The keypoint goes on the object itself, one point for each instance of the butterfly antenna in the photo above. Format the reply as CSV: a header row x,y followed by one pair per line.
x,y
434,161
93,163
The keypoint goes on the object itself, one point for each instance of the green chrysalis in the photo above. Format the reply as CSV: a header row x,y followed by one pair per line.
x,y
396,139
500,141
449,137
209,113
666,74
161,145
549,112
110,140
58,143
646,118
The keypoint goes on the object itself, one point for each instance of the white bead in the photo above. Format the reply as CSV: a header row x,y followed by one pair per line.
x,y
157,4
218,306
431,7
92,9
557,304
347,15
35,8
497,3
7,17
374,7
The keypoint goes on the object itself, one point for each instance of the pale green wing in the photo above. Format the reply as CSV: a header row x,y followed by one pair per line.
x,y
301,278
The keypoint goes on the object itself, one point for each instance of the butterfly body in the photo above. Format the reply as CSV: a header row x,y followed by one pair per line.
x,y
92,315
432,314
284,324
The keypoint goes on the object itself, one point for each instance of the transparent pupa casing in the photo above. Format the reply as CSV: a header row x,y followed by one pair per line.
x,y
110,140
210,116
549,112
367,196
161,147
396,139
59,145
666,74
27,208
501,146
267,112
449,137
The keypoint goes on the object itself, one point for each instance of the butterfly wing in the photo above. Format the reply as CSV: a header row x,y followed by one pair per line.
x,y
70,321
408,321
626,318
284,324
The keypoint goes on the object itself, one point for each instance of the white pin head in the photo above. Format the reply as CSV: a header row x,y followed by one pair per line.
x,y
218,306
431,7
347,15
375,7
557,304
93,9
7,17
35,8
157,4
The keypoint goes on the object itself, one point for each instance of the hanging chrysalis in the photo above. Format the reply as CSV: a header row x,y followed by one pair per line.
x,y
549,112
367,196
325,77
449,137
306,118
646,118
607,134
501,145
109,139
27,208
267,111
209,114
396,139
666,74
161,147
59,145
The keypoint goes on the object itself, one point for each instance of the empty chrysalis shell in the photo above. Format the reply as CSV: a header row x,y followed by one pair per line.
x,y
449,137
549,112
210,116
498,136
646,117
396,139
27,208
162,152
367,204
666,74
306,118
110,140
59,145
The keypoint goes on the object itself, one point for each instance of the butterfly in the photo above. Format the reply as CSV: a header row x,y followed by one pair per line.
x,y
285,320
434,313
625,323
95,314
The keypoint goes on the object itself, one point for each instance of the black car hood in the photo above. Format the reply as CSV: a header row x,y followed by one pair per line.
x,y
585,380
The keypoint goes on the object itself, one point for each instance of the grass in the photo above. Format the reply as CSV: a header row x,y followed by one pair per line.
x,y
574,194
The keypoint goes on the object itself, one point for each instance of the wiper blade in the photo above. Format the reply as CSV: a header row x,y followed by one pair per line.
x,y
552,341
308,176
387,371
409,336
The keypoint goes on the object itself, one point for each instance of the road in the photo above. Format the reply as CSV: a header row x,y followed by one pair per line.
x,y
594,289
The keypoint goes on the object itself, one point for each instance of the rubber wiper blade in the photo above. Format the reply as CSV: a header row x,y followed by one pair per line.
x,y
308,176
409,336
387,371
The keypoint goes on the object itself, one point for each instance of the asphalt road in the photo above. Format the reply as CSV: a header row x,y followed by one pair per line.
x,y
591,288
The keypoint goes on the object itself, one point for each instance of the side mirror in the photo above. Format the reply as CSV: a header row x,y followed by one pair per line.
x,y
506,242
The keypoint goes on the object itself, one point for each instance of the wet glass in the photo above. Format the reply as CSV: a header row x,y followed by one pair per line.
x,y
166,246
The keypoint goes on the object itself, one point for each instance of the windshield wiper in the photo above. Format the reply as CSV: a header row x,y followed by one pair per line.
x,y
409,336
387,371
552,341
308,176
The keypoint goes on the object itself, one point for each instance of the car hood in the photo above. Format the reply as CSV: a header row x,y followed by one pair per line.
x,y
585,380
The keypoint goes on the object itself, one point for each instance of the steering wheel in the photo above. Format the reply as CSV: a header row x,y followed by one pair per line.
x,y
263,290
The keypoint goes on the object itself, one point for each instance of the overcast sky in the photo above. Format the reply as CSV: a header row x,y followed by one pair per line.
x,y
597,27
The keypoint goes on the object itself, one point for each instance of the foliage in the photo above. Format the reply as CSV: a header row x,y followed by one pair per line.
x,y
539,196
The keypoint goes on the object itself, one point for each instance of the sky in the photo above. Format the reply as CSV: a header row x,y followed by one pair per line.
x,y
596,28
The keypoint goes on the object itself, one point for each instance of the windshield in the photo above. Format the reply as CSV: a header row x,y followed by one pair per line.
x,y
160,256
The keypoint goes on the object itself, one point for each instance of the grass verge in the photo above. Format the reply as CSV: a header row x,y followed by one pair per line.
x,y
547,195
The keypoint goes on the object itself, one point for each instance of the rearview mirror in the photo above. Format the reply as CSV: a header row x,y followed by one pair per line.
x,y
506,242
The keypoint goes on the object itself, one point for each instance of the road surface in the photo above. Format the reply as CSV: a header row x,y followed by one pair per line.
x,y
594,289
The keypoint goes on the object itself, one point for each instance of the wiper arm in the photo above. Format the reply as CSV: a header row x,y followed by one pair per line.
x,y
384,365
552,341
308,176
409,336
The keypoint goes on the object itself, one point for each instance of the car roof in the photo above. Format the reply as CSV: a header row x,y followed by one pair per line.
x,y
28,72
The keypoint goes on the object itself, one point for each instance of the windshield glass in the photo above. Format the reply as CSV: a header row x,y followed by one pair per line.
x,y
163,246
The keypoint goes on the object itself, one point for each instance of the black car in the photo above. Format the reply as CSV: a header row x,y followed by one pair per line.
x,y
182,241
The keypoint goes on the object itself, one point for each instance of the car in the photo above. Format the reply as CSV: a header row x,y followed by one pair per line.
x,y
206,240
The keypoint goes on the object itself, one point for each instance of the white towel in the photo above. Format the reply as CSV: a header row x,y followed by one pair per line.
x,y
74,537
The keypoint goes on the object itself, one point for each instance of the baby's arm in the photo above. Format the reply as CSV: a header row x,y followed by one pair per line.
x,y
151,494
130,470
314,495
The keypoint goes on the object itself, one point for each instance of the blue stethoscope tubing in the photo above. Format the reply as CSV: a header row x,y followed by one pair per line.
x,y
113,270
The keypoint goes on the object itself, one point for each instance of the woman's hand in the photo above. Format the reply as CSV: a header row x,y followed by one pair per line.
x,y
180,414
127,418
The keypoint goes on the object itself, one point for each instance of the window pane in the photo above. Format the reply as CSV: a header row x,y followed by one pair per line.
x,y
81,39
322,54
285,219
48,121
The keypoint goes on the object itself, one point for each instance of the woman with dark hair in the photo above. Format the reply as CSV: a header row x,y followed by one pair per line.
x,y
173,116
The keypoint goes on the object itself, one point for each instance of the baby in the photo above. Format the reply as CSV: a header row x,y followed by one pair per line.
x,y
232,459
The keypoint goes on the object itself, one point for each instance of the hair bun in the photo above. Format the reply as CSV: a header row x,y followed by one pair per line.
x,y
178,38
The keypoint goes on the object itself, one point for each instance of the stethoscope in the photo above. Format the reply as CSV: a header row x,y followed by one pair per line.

* EXERCISE AIM
Copy out every row above verbatim, with no changes.

* THE OUTPUT
The keypoint goes on the object itself, one point for each instance of the butterfly antenna in the photo above. Format the reply as CSV: a header row x,y followed by one pair per line.
x,y
434,161
93,163
The keypoint goes on the object itself, one point for each instance of the green chrysalis in the photo above. Format the reply as CSV: a header row x,y followed by one pair per line.
x,y
396,139
500,141
449,137
209,113
666,74
161,145
549,112
110,140
58,143
646,118
The keypoint goes on the object itself, one point for each instance of the white bead in the photo above. Format the reply as CSV: a header row x,y followed by one pair per line.
x,y
157,4
218,306
431,7
92,9
557,304
347,15
35,8
497,3
7,17
374,7
The keypoint goes on the object itself, one point for each instance of the pale green wing in the photo above. Format the reply as CSV: a header row x,y followed by one pair per line.
x,y
301,278
The keypoint goes on the object itself, one point for each instance of the butterfly body in the photo above. Format the reply as CSV: a header row x,y followed by one pair per line.
x,y
92,315
432,314
284,324
The keypoint goes on the object itself, one point for each instance of the transparent pupa casing in the photo above. Format the reply as CSV: a header row x,y followed by one pair per line.
x,y
110,140
210,116
549,112
367,196
161,147
396,139
59,145
666,74
27,208
501,146
267,112
449,137
The keypoint goes on the object itself, one point for each instance of the butterfly wing in the photo above. Format the reply as CSV: a header row x,y followed by one pair per line.
x,y
70,321
408,321
626,318
284,324
The keypoint goes on the object itself, one point for each instance of the white pin head in the photo above. Format the reply as CSV: a header row x,y followed by one pair per line.
x,y
218,306
431,7
347,15
375,7
557,304
93,9
7,17
35,8
157,4
The keypoint goes on the object itself, one point for each instance of the hanging chrysalis in the photo above. Format the reply as CSV: a header row x,y followed by one pair per line.
x,y
549,112
367,196
325,77
449,137
306,118
646,118
607,134
501,145
109,139
27,208
267,111
209,114
396,139
666,74
161,147
59,145
The keypoint goes on the object itself, one point for each instance of the empty chrysalis shell in the photo above. Format the reply as CSV: a header row x,y followed by one pair per line.
x,y
449,137
549,112
210,116
498,136
646,117
396,139
27,208
162,152
367,204
666,74
306,118
110,140
59,145
The keypoint goes on the object itself, one point for each instance of the butterfly in the photo above. Format the reply as CSV: a header row x,y followed by one pair per line.
x,y
285,320
434,313
625,323
95,314
The keypoint goes on the object itself, one point for each instance of the black car hood in the photo above. Format the reply as CSV: a header row x,y followed by one pair per line.
x,y
585,380
The keypoint goes on the object itself, one point for each instance of the grass in the photo above. Format the reply as CSV: a header row x,y followed by one pair per line.
x,y
574,194
The keypoint goes on the object itself, one point for each instance of the wiper blade in the photo above. Format the reply as CSV: a header row x,y followed by one pair per line.
x,y
552,341
308,176
387,371
409,336
The keypoint goes on the object itself, one point for each instance of the road in the photo above. Format the reply as CSV: a header row x,y followed by one pair per line.
x,y
594,289
The keypoint goes on the object itself, one point for each instance of the rubber wiper blade in the photo above. Format the reply as CSV: a header row x,y followed by one pair per line.
x,y
308,176
409,336
387,371
The keypoint goes on the object itself, one point for each instance of the asphalt road in the photo above. Format the reply as CSV: a header row x,y followed by one pair per line.
x,y
591,288
The keypoint goes on the object itself, one point for each instance of the side mirror in the photo above. Format the reply as CSV: a header row x,y followed by one pair per line.
x,y
506,242
The keypoint goes on the object itself, one point for each instance of the wet glass in the photo above. Format the reply as CSV: a header row x,y followed by one pair per line.
x,y
166,246
The keypoint goes on the object itself, one point for each instance of the windshield wiper in the photo above. Format the reply as CSV: a header row x,y followed by one pair per line.
x,y
409,336
387,371
552,341
308,176
The keypoint goes on the object itself, one point for each instance of the car hood in the photo above. Format the reply as CSV: a header row x,y followed by one pair per line.
x,y
585,380
The keypoint goes on the object itself, one point for each instance of the steering wheel in the photo above. Format the reply as CSV: a header row x,y followed by one pair per line.
x,y
263,290
The keypoint goes on the object itself, one point for each instance of the overcast sky in the photo above. Format the reply as CSV: a header row x,y followed by one pair per line.
x,y
597,27
The keypoint goes on the object itself, one point for each instance of the foliage in the photo above. Format the reply as CSV: a header row x,y followed by one pair per line.
x,y
539,196
The keypoint goes on the object itself, one point for each instance of the sky in the photo above. Format the reply as CSV: a header row x,y followed by one pair per line.
x,y
596,28
The keypoint goes on the object itself, one point for each instance of the windshield in the photo above. Format the reply as CSV: a header row x,y followed by one pair per line.
x,y
160,256
The keypoint goes on the object itself, one point for each instance of the grass verge in the photo above. Format the reply as CSV: a header row x,y followed by one pair per line.
x,y
547,195
The keypoint goes on the object itself, one point for each instance of the rearview mirror in the photo above. Format the reply as CSV: a header row x,y followed by one pair per line.
x,y
506,242
The keypoint goes on the object itself, one point for each instance of the road surface in the photo above. Format the reply as CSV: a header row x,y followed by one pair per line.
x,y
594,289
The keypoint goes on the object itself, one point for each instance of the wiper arm in the photo above. Format the reply as CSV: a header row x,y followed by one pair per line.
x,y
384,365
552,341
308,176
409,336
The keypoint goes on the object itself, one point for each instance of the car roof in the photo above. Format the reply as CSV: a header row x,y followed by one pair per line.
x,y
28,72
The keypoint goes on the object itself, one point for each instance of the windshield glass in the photo above. Format the reply as CSV: a header row x,y followed by one pair per line.
x,y
163,246
The keypoint goes on the object itself, one point for each instance of the black car in the photo above. Format the reply as CSV: a header row x,y followed by one pair per line.
x,y
182,241
The keypoint goes on the object itself, one point for each instance of the car in the photo above. Format the reply as CSV: a header row x,y followed by one pair per line.
x,y
206,240
The keypoint goes on the object itself, one point for each instance of the white towel in the photo above. Format the reply as CSV: a header row x,y followed by one pair per line.
x,y
74,537
The keypoint goes on the object itself, one point for each instance of the baby's arm in the photo above. Format the reply as CSV: a header row x,y followed by one pair per line.
x,y
151,494
130,470
314,495
The keypoint goes on the object itself, one point for each instance of the blue stethoscope tubing in the photo above. Format the reply as CSV: a header row x,y followed by one pair per line.
x,y
113,270
The keypoint goes on the object itself, one point for each instance of the woman's hand in the photo above. Format the reply as CSV: a header row x,y followed by one pair per line.
x,y
180,414
127,418
The keypoint goes on the object itself, one point for each instance of the window pane in the photo above. Format the reply as CSV: a header row x,y followed by one pair per line.
x,y
81,39
322,54
285,219
48,121
The keypoint goes on the object itself, one point for each instance of the woman with dark hair in the photo above. Format the reply as CSV: a header row x,y followed by one pair per line.
x,y
173,116
The keypoint goes on the object itself, one point for each instance of the baby in the photo above. Format the reply as CSV: a header row x,y followed by one pair per line.
x,y
232,459
The keypoint goes on the object itself, one point for each instance of the hair bun in the photo above. Format the reply as CSV: a header row x,y followed by one pair per line.
x,y
178,38
The keypoint goes on the object itself, one point for each instance of the stethoscope in the photo above. Format the reply as CSV: a header row x,y followed by one pair per line.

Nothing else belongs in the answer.